### Job
Render the entries below as a Markdown table with two columns, "Entry Line" and "Content," giving each line its own numbered row and skipping blank lines. Omit the pictures.

### Available data
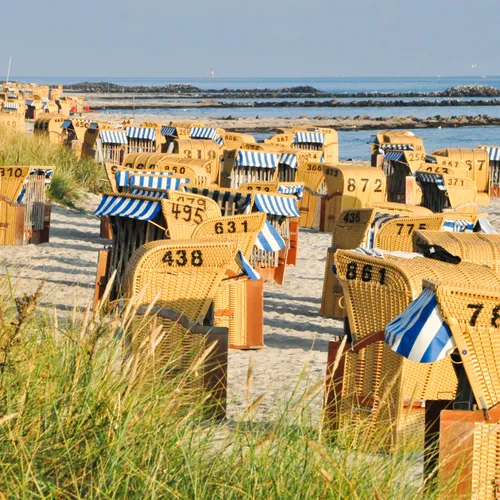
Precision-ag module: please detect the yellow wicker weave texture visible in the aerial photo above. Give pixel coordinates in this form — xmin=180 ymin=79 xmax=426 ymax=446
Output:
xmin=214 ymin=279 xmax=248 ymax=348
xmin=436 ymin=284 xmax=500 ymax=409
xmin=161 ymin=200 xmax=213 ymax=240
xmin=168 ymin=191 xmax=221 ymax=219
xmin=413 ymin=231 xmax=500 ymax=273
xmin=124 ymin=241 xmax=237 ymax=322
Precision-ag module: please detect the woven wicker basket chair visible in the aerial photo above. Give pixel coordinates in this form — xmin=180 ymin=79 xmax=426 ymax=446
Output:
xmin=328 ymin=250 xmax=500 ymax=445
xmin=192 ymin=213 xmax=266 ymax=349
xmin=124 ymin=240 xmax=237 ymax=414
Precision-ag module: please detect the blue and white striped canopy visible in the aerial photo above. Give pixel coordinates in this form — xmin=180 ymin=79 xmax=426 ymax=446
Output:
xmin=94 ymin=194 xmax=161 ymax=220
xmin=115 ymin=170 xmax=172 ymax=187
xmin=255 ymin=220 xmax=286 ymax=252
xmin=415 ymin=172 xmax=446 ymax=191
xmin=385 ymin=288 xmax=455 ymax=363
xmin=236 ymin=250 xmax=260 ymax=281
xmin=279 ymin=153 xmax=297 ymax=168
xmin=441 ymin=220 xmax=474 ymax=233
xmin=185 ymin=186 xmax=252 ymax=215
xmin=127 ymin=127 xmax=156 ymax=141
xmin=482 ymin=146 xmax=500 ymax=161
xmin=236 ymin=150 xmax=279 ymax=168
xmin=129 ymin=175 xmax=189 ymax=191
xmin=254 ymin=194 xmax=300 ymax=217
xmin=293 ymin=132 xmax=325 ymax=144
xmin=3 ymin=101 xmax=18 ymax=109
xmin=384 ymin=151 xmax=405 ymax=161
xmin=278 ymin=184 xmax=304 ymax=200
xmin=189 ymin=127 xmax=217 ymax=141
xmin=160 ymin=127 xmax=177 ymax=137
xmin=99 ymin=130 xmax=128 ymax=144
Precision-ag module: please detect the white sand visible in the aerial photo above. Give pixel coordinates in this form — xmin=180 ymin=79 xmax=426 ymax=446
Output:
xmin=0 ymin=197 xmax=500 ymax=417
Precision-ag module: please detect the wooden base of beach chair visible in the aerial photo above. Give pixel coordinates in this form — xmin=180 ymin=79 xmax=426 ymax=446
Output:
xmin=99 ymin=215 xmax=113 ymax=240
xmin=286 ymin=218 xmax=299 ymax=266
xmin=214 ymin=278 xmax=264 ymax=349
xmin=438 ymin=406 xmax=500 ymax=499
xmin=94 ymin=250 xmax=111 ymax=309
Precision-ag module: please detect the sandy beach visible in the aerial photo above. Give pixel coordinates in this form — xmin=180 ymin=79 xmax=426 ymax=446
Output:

### Finished exercise
| Entry Line | Content |
|---|---|
| 1 | Precision-ag module: please detect the yellow wicker weave texture visible in the aerial photo above. Give pixel coordinates in this form — xmin=180 ymin=79 xmax=426 ymax=446 |
| 2 | Output: |
| 3 | xmin=214 ymin=279 xmax=248 ymax=348 |
| 4 | xmin=436 ymin=284 xmax=500 ymax=409 |
| 5 | xmin=161 ymin=200 xmax=213 ymax=240 |
| 6 | xmin=168 ymin=191 xmax=221 ymax=219 |
| 7 | xmin=413 ymin=231 xmax=500 ymax=273 |
| 8 | xmin=124 ymin=241 xmax=237 ymax=322 |
| 9 | Precision-ag module: please detect the woven wicker basket chair visible in the aerial photo above. Give pixel coordinates in this form — xmin=180 ymin=79 xmax=426 ymax=446 |
| 10 | Output: |
| 11 | xmin=328 ymin=250 xmax=500 ymax=445 |
| 12 | xmin=192 ymin=213 xmax=266 ymax=349 |
| 13 | xmin=124 ymin=240 xmax=237 ymax=414 |
| 14 | Precision-ag module: please detect the blue and white striped canopy visible in the aerial photo above. Give pixel coordinates in this form — xmin=180 ymin=79 xmax=426 ymax=446 |
| 15 | Output: |
| 16 | xmin=94 ymin=194 xmax=161 ymax=220 |
| 17 | xmin=115 ymin=170 xmax=172 ymax=187 |
| 18 | xmin=255 ymin=220 xmax=286 ymax=252 |
| 19 | xmin=415 ymin=172 xmax=446 ymax=191 |
| 20 | xmin=385 ymin=288 xmax=455 ymax=363 |
| 21 | xmin=236 ymin=250 xmax=260 ymax=281 |
| 22 | xmin=279 ymin=153 xmax=297 ymax=168 |
| 23 | xmin=441 ymin=220 xmax=474 ymax=233 |
| 24 | xmin=185 ymin=186 xmax=252 ymax=215 |
| 25 | xmin=127 ymin=127 xmax=156 ymax=141 |
| 26 | xmin=482 ymin=146 xmax=500 ymax=161 |
| 27 | xmin=236 ymin=150 xmax=279 ymax=168 |
| 28 | xmin=129 ymin=175 xmax=189 ymax=191 |
| 29 | xmin=254 ymin=194 xmax=300 ymax=217 |
| 30 | xmin=293 ymin=132 xmax=325 ymax=144 |
| 31 | xmin=3 ymin=101 xmax=18 ymax=109 |
| 32 | xmin=384 ymin=151 xmax=405 ymax=161 |
| 33 | xmin=278 ymin=184 xmax=304 ymax=200 |
| 34 | xmin=189 ymin=127 xmax=217 ymax=141 |
| 35 | xmin=160 ymin=127 xmax=177 ymax=137 |
| 36 | xmin=99 ymin=130 xmax=128 ymax=144 |
| 37 | Precision-ag module: please detect the white sand visible in the aerial photo above. Give pixel coordinates in this form — xmin=180 ymin=79 xmax=426 ymax=446 |
| 38 | Output: |
| 39 | xmin=0 ymin=197 xmax=500 ymax=417 |
| 40 | Precision-ag module: please detect the wooden base of beach chair visible in the aerial photo above. Give pixel coordinates in this form — xmin=180 ymin=79 xmax=426 ymax=446 |
| 41 | Output: |
| 42 | xmin=99 ymin=215 xmax=113 ymax=240 |
| 43 | xmin=286 ymin=218 xmax=299 ymax=266 |
| 44 | xmin=214 ymin=278 xmax=264 ymax=349 |
| 45 | xmin=438 ymin=406 xmax=500 ymax=499 |
| 46 | xmin=94 ymin=250 xmax=111 ymax=309 |
| 47 | Precision-ag module: please detect the sandy beach visible in the aerial photo above. Give pixel coordinates in this form — xmin=180 ymin=79 xmax=426 ymax=446 |
| 48 | Output: |